*** KUTIPAN BACAAN ***
Tata negara independen, berlawanan dengan Imperium yang menyerap segalanya, merupakan karya bangsa Teuton pemberontak, pejuang penyair, pemikir, manusia merdeka. Itu kemenangan hebat, tapi juga kemenangan di mana kekalahan belum pernah diakui.
Pendirian Negara ideal yang kita kenal hari ini merupakan hasil dari dua pergumulan hebat yang berkecamuk selama dua belas abad pertama era kita. Pertama, sebagaimana sudah kita lihat, adalah perebutan kekuasaan antara para Caesar dan para Paus untuk Kekaisaran dunia di mana kadang Caesar, kadang Paus, berkuasa. Kedua adalah pergumulan antara “Universalisme” dan “Nasionalisme”, yakni antara di satu sisi ide Kekaisaran tak berbatas, entah di bawah Caesar atau Paus, dan di sisi lain semangat kebangsaan dalam batas-batas pasti, sebuah tekad keras kepala untuk merdeka dari kedua raja tersebut, yang berujung pada pengorganisasian Negara-negara independen dan kemenangan Teuton. Kenaikan Teuton berarti fajar sebuah budaya baru, bukan sebagaimana kita diminta mengingat Renaisans dalam artian menghidupkan kembali masa lalu yang mati, tapi sebuah kelahiran baru ke dalam kebebasan, kelahiran baru di mana belenggu pengekang dan pengaruh perata-nya Imperium Romanum (Imperium Roma) dan Civitas Dei (Kota Tuhan) dibuang—di mana akhirnya, setelah berabad-abad perbudakan, manusia bisa hidup, berpikir, bekerja, dan berusaha menurut impuls mereka, beriman menurut keyakinan yang ada pada mereka.
Dengan demikian tata negara independen, berlawanan dengan Imperium yang menyerap segalanya, merupakan karya bangsa Teuton pemberontak, pejuang penyair, pemikir, manusia merdeka. Itu kemenangan hebat, tapi juga kemenangan di mana kekalahan belum pernah diakui. Dari penjaranya di Vatikan, Paus terus menerbitkan Bulla dan Breve yang melempar tantangan terhadap dunia dan akal sehat; santo-santo baru dikanonisasi, dogma-dogma baru diproklamirkan oleh konsili-konsili oikumenis yang dipanggil dari semua wilayah dunia berpenghuni; dan ada orang-orang baik dan, dalam banyak hal, orang-orang bijak, yang menundukkan kepala dan gemetar. Tak seorangpun bisa mengatakan bahwa Kepausan, meski tercukur dari domini-domini duniawinya, bukan lagi sebuah Kekuasaan yang patut diperhitungkan; konsistensinya mendatangkan rasa hormat; tapi Civitas Dei adalah cerita masa lalu; itu tidak lebih dari sebuah mimpi di malam hari, yang darinya seorang pak tua letih bangun dan menemukan satu-satunya bekasnya dalam wujud tandus sebuah istana zaman pertengahan, dan pembuat topi wanita untuk sebuah upacara yang ketinggalan zaman. Sungguh sosok yang menyedihkan!
*** DATA TERCATAT ***
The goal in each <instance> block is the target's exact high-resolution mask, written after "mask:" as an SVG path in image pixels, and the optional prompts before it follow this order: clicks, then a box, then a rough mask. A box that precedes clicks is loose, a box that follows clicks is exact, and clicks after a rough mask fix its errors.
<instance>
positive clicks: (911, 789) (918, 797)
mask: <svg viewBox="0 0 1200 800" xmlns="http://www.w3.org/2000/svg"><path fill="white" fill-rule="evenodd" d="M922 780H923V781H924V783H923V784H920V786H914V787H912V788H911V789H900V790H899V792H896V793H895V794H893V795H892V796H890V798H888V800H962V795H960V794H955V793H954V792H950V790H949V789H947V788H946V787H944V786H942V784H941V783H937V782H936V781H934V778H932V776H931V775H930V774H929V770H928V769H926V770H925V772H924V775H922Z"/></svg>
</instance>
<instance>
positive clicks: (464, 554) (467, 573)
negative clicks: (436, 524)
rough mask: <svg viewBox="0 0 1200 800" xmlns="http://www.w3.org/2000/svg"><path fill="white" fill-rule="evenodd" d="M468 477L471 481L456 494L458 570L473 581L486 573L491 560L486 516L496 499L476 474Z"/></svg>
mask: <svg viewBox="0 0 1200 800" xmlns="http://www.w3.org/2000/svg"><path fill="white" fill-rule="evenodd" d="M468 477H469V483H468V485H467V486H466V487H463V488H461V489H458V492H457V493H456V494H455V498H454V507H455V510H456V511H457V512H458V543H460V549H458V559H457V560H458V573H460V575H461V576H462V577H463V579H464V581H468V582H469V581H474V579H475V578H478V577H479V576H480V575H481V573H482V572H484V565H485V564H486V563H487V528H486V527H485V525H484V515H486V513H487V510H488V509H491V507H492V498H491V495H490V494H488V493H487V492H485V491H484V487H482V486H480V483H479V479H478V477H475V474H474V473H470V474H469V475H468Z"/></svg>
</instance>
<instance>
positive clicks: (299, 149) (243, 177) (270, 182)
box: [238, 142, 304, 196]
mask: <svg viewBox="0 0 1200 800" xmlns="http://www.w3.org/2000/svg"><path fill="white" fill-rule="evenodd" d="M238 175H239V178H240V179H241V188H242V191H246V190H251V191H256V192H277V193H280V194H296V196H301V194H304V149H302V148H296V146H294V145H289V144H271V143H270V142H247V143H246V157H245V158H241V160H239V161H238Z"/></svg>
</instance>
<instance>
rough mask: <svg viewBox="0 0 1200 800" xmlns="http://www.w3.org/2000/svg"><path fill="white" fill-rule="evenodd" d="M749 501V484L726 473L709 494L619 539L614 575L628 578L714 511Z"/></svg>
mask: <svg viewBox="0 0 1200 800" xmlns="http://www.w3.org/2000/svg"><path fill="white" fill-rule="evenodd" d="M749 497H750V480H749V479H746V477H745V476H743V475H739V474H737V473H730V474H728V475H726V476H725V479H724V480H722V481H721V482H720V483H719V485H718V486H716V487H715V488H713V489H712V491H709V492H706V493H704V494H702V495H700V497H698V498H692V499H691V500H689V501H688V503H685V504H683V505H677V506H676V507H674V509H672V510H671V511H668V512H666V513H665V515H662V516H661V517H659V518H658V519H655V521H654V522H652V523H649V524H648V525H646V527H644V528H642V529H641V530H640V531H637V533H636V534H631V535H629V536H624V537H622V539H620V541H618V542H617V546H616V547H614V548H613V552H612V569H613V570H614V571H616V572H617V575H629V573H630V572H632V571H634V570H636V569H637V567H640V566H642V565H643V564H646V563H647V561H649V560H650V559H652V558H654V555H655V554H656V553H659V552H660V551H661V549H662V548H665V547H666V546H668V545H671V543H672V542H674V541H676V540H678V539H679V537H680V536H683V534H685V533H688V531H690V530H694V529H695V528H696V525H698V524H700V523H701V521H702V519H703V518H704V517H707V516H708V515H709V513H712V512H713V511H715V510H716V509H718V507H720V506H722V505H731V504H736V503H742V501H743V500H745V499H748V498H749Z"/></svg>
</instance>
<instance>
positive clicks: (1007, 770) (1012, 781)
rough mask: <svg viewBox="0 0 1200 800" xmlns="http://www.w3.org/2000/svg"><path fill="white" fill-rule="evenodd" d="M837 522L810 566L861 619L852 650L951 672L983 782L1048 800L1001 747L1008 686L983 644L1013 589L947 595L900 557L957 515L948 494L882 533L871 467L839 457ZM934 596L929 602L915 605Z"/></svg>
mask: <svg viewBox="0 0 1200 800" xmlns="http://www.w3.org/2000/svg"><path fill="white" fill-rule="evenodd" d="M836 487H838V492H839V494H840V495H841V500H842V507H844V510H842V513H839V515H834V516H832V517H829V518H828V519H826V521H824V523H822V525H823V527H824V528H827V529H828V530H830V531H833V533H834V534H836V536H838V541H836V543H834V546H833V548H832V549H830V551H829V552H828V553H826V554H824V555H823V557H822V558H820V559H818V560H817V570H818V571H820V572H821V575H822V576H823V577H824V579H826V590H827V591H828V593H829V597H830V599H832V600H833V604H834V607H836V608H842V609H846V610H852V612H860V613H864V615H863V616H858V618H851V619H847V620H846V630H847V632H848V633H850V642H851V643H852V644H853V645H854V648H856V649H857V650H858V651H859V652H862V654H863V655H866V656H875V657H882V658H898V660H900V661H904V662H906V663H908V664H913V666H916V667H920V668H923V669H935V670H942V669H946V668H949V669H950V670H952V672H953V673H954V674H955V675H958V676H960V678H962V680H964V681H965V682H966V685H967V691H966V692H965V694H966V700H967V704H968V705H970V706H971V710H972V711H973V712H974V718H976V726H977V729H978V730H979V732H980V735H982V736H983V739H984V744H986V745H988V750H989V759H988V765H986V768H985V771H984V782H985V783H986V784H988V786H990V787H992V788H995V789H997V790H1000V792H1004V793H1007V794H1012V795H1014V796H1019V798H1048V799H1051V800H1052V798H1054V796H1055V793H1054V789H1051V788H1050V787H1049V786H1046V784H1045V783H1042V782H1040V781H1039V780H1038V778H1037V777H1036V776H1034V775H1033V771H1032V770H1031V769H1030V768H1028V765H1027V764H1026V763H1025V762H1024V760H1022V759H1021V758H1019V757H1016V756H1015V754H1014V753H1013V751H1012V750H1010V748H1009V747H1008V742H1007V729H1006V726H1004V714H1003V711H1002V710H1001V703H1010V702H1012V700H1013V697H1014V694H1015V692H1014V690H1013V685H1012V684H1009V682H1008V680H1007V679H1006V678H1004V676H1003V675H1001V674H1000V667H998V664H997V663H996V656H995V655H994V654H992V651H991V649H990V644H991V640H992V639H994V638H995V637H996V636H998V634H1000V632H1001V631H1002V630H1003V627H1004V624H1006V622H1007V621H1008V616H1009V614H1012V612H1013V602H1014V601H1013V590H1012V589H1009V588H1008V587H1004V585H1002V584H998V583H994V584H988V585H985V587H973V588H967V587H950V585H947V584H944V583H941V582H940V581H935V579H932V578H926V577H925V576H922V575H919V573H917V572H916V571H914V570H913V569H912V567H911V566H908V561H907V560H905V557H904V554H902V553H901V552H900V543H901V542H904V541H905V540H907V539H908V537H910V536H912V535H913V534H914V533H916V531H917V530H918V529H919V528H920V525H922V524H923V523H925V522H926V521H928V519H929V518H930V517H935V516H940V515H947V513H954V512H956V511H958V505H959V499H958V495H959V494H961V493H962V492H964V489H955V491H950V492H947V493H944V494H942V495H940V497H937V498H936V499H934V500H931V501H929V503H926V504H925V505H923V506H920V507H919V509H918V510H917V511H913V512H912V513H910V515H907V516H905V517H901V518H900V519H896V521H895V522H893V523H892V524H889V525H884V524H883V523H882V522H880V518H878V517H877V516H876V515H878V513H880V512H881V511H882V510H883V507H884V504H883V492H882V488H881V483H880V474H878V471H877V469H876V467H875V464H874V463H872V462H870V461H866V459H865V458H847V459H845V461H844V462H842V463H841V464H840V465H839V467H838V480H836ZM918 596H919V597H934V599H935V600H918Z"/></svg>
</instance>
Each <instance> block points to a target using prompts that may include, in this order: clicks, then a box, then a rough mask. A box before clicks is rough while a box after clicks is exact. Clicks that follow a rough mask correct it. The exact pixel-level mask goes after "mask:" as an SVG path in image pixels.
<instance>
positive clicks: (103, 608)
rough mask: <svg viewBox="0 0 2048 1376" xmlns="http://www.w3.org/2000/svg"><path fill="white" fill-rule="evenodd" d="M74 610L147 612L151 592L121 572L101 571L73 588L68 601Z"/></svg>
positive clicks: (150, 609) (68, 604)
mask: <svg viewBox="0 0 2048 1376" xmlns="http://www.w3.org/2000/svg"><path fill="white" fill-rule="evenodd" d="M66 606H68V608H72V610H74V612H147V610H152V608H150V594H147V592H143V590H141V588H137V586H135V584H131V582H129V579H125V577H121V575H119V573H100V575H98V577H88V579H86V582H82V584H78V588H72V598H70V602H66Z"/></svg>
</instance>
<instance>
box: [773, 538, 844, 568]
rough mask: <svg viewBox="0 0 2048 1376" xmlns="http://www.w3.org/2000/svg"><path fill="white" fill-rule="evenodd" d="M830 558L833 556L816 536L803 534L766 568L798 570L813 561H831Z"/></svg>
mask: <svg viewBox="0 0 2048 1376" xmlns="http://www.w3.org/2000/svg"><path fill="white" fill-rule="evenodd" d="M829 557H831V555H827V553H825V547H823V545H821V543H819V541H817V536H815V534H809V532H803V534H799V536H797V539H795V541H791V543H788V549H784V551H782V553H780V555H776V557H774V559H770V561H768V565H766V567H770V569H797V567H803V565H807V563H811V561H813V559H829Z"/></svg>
***
◆ **TUGAS**
Jawab pertanyaan berikut berdasarkan kutipan bacaan tentang tata negara independen.
1. Selama berapa abad pertama era kita dua pergumulan hebat itu berkecamuk?
2. Apa padanan "Civitas Dei" yang diberikan dalam tanda kurung?
3. Dari mana Paus terus menerbitkan Bulla dan Breve?

◆ **JAWABAN**
1. Selama dua belas abad pertama era kita.
2. Kota Tuhan.
3. Dari penjaranya di Vatikan.